▶ Exercise tasks:
**A)** In the advice column, what did the letter writer's former friend group choose to keep rather than risk a confrontation with him?
**B)** Translate this sentence from the advice column into Spanish: "You trusting your new friends is going to be a risk, hopefully a good one."
**C)** Extend the advice column on trusting new friends, beginning after its final sentence.

▶ Passage to read:
_ _ _ _ _

Captain, I know rationally that I shouldn’t blame myself for my former friends’ actions. But I feel like if I am ever as open about internally flailing over a pretty girl or as explicitly encouraging when one of them is down about romantic prospects as I was back in the day with Asshole, I’m inviting that behaviour again. I also feel like Asshole’s behaviour was some kind of karma, considering that I too have handled an unrequited crush in really awful ways. How do I behave less prudishly, and be a bit more authentic around people who seem like really good friends?

– Imaginary Headlights (they/them)

P.S. To be clear, NONE of the three guys seems remotely like they would behave in the way Asshole did. This is entirely a my-head problem. 

Dear Imaginary Headlights:

You could always try testing out something raunchy you want to say in small doses and seeing how the reaction goes, but my question for you is basically the same as the one for LW: If one or more of these new friends did react in a way that made you uncomfortable (if what you fear happens), what would you do about it?

Would you tamp down your comments or would you remind yourself, hey, I didn’t invite this in, and say something? “Well, that crossed the fun/not-fun line, are we going to have a problem?” 

Human relationships are risk. Speaking up is risk. Your former friend group chose to keep their Missing Stair rather than risk a confrontation with him, what a safe and fun bet they’ve made! You trusting your new friends is going to be a risk, hopefully a good one.

Assholes gonna asshole. You didn’t cause your former friend to behave that way, you didn’t invite it all with your “karma,” he was a petty little harasser who got called out. You won’t never encounter one of those again, but you’ll spot them much sooner next sooner, and you’ll put up with so much less than you did before. That’s a win.

Both Letter Writers, you’re not ridiculous for feeling the way you do: People blame women and people they assume are women for the bad stuff cis straight men do to us with the same ease as breathing, unfortunately that lingering “if this goes bad is it going to look like all my fault” fear you have isn’t from nowhere. But it doesn’t mean we caused people to hurt us. There are red flag behaviors that we can start to recognize after a while, but it doesn’t mean that we brought bad stuff on ourselves by not recognizing them immediately or because a manipulative person successfully manipulated us; it’s not a personal failure to generally take people at their word and be optimistic about them.

_ _ _ _ _

▶ Dataset entries:
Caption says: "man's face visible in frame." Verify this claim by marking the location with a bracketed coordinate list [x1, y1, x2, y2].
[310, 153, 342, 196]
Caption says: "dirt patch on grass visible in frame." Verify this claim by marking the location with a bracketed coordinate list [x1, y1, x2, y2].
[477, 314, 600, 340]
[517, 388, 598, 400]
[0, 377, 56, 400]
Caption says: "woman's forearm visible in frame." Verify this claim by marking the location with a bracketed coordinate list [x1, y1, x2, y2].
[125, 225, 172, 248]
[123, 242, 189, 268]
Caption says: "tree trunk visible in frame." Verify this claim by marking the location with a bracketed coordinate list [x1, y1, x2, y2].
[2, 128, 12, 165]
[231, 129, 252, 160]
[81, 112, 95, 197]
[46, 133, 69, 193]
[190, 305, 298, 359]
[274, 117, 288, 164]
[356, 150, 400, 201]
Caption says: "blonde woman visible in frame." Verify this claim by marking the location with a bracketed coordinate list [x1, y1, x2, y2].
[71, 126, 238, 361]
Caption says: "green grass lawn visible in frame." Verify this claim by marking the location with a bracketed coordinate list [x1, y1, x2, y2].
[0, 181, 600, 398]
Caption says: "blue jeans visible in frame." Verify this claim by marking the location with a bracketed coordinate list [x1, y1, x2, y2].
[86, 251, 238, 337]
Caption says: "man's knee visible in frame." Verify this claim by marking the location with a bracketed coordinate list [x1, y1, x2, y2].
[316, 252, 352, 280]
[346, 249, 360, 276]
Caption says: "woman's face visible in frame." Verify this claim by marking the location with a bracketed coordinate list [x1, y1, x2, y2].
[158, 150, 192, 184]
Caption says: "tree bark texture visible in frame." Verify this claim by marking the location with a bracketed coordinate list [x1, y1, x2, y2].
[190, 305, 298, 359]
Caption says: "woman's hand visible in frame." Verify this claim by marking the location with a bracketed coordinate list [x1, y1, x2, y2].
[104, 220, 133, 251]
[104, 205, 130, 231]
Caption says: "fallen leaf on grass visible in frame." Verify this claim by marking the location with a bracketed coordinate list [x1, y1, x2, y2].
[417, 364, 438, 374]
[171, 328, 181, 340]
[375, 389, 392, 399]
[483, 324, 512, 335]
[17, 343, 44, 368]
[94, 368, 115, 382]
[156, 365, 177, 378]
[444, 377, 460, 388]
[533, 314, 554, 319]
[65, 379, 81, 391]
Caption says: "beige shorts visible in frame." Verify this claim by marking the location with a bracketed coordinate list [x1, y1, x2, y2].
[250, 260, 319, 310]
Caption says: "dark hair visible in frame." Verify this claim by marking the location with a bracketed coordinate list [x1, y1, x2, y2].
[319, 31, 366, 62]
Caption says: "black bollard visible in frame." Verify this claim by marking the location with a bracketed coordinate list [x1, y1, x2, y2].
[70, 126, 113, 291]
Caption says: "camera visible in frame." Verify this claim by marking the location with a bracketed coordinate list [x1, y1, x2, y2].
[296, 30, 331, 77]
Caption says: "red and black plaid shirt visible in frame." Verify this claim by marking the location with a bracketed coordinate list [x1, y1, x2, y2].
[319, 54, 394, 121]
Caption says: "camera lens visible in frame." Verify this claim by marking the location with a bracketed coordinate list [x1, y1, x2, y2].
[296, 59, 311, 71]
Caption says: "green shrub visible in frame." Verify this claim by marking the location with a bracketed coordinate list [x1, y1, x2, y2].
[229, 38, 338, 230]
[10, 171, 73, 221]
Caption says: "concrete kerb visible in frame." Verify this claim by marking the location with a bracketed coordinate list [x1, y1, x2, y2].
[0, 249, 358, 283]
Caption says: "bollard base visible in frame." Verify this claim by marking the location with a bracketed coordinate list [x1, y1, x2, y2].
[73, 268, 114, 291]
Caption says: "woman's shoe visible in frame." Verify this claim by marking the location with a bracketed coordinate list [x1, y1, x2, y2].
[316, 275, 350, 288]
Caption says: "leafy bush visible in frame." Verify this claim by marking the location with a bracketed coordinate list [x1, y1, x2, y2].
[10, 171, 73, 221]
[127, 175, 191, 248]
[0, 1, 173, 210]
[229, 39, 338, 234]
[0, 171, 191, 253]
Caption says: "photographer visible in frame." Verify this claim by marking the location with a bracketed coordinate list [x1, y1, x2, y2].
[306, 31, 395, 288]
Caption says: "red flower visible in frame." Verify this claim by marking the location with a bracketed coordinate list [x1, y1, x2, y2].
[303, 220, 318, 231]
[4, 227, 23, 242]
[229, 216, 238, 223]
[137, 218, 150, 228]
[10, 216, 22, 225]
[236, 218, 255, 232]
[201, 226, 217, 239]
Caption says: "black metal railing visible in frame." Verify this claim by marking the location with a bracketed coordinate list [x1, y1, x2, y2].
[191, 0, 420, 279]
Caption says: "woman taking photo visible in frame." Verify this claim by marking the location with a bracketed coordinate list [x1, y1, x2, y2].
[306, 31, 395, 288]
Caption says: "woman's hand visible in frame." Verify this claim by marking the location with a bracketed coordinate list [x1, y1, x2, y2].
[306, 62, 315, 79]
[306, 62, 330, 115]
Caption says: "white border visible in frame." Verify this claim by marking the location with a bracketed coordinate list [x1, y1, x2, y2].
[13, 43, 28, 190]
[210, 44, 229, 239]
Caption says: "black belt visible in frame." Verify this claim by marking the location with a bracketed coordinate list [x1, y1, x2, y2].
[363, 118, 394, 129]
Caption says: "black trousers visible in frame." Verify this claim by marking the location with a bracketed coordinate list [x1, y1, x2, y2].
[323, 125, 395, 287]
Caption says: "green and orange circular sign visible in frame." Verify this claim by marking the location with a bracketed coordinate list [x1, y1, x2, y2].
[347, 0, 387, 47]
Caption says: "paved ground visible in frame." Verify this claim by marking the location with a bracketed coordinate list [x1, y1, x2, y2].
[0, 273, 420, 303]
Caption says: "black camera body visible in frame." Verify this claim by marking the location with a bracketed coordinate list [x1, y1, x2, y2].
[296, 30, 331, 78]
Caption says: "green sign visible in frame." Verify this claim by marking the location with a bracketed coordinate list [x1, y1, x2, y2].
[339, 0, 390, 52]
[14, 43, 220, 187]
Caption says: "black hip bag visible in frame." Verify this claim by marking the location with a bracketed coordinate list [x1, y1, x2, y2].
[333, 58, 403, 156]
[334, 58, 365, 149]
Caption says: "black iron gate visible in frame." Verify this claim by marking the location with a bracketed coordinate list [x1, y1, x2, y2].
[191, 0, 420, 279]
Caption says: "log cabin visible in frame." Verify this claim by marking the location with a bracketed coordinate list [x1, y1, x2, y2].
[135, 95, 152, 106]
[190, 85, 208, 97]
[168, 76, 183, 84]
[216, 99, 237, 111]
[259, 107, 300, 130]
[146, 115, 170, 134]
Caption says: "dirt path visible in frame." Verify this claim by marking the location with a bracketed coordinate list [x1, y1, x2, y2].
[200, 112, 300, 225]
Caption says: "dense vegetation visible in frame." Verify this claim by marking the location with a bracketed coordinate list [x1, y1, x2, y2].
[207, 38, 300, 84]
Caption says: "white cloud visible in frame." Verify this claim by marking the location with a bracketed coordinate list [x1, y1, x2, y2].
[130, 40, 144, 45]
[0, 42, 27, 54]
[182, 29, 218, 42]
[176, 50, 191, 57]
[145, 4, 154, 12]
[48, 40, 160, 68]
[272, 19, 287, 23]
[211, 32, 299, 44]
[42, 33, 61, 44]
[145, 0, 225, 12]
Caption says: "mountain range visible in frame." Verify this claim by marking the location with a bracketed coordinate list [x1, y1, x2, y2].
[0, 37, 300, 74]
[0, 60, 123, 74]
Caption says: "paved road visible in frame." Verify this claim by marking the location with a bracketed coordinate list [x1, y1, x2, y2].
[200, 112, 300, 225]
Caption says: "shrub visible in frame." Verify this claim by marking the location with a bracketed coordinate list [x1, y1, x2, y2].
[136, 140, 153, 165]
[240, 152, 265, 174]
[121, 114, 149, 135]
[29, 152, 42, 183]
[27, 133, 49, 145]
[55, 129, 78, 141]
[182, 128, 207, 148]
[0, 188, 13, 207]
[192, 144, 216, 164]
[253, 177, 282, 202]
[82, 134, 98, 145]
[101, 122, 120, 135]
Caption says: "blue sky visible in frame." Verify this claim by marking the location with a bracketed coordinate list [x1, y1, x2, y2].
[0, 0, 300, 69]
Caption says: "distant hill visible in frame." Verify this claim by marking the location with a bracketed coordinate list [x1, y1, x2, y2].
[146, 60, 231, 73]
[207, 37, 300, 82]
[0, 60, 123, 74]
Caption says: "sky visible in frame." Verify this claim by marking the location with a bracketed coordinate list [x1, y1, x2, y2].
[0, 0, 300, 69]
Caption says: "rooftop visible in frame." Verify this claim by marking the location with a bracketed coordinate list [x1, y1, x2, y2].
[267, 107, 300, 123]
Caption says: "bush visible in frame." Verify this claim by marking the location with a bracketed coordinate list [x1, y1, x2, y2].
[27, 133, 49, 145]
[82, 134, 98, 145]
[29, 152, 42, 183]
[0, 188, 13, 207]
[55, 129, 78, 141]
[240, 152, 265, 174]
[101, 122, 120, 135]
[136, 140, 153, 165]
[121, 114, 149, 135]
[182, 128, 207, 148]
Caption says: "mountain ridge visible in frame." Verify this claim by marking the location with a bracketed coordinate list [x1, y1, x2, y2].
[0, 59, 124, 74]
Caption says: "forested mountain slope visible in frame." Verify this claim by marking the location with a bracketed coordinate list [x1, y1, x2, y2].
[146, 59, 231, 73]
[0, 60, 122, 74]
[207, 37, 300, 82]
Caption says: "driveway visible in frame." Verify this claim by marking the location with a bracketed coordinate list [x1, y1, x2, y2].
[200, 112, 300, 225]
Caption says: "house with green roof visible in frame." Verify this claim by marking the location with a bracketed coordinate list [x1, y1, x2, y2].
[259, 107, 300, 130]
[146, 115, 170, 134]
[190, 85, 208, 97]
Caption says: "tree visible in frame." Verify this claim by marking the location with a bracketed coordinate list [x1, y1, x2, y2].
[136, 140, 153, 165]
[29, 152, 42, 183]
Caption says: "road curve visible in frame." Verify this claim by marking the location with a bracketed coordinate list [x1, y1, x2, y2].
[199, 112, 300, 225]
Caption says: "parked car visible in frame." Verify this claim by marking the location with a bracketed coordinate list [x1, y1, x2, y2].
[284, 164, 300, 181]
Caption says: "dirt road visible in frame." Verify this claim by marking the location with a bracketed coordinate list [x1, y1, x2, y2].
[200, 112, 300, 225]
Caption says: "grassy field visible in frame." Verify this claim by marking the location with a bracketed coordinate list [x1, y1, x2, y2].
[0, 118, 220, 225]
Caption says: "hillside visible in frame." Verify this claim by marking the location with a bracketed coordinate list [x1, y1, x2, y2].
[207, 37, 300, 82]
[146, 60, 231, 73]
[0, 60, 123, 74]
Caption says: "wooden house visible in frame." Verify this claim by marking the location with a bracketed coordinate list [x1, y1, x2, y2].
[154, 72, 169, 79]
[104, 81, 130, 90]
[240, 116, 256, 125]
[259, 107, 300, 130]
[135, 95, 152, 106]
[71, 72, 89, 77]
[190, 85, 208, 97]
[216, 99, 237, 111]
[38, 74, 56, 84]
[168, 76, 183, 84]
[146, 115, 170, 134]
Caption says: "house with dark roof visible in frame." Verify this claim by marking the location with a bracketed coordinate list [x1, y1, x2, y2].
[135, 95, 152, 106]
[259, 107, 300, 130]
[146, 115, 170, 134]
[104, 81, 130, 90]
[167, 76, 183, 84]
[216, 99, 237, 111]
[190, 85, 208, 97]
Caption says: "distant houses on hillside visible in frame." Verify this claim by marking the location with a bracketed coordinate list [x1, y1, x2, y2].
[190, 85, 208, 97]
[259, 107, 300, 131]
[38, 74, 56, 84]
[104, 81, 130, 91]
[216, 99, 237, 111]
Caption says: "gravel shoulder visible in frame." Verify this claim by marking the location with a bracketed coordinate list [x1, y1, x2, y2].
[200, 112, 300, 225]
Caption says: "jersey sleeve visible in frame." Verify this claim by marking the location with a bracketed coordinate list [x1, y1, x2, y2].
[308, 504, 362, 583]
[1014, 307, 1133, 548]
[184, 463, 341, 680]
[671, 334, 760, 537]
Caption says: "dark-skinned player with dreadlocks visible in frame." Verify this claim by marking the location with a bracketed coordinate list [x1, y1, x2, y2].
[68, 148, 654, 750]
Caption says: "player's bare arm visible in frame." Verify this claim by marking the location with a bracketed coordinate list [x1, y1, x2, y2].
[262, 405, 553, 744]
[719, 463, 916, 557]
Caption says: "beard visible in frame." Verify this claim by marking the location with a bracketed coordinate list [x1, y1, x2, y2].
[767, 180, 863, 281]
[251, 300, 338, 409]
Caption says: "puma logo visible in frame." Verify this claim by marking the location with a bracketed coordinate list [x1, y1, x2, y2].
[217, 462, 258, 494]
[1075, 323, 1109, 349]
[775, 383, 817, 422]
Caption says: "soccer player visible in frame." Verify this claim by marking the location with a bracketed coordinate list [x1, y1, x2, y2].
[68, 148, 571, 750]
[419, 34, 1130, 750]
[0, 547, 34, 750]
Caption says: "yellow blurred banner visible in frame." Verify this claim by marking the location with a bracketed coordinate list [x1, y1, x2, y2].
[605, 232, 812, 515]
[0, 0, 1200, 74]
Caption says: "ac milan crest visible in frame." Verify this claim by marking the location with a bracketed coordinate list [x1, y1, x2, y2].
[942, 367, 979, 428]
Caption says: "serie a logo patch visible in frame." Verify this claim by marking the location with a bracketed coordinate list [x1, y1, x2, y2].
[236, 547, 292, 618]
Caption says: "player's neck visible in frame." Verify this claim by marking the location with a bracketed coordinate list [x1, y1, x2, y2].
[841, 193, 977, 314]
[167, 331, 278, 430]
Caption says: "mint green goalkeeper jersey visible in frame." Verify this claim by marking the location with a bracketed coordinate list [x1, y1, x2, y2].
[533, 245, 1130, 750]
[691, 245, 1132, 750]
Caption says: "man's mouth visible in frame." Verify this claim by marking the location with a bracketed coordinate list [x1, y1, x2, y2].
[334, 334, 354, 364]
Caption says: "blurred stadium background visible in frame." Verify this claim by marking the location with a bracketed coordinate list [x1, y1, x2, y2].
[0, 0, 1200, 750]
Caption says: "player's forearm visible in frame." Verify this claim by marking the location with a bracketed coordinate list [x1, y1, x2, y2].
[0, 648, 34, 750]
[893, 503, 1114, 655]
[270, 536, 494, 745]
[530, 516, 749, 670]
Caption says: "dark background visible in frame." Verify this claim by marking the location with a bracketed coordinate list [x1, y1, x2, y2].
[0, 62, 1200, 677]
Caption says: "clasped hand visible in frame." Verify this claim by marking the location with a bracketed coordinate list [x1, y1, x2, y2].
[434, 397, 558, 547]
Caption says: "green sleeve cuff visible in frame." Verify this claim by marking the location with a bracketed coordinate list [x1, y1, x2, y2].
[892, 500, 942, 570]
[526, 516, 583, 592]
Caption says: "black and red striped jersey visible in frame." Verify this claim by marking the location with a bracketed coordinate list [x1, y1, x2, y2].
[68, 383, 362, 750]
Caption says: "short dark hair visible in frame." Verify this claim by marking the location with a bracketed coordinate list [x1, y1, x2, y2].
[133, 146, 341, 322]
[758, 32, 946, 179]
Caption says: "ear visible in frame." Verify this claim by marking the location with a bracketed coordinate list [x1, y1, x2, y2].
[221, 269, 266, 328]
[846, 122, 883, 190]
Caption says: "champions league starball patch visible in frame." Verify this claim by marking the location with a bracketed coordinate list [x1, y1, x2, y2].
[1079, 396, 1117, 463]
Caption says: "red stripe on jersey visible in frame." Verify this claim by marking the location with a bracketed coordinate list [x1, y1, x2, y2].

_ _ _ _ _

▶ Expected outputs:
**A)** Their Missing Stair.

**B)** Que confíes en tus nuevos amigos va a ser un riesgo, ojalá uno bueno.

**C)**
Looking to the past to predict future behavior isn’t silly, it’s a survival strategy and it’s okay to look at someone’s actions and decide, whoaaaaaaaaaaaaaaa, that’s a bad bet (as in: the guy who was financially shady with his ex-girlfriend is going to be financially shady with you and every girlfriend he ever has, report identity theft and RUN!). LW #1231, if your former friend showed up promising that he’d changed, I’d take it with a shaker of salt. But these new friends? The frustrating, beautiful thing is that humans are very different and cautionary tales/case studies aren’t broadly applicable. If a person’s actions are telling you good things, their external resemblance to someone who did bad things in the past is probably coincidental, so excluding them from your life based on the fear that they might become just like the person who did the bad thing isn’t going to lead you anywhere happy. But you also don’t have to be “fair” about it, if you’re not ready to be open or risk the same thing happening, that’s okay, too! You get to decide your own risk tolerance, esp. in optional social activities!

Look at people’s actions, let that guide you, and if you end up trying to negotiate with your feelings, especially Future Feelings that Future You isn’t even feeling yet, use action there, too, like: “If this was a mistake and someday I feel the thing I’m so afraid to feel, what (if anything) will I do about it?” Feelings are coming one way or another, you aren’t the boss of them but they definitely aren’t the boss of you, either. What if you could make friends with your feelings, invite them in, and see what they have to tell you? You can decide what to do about them after a nice chat and some tea.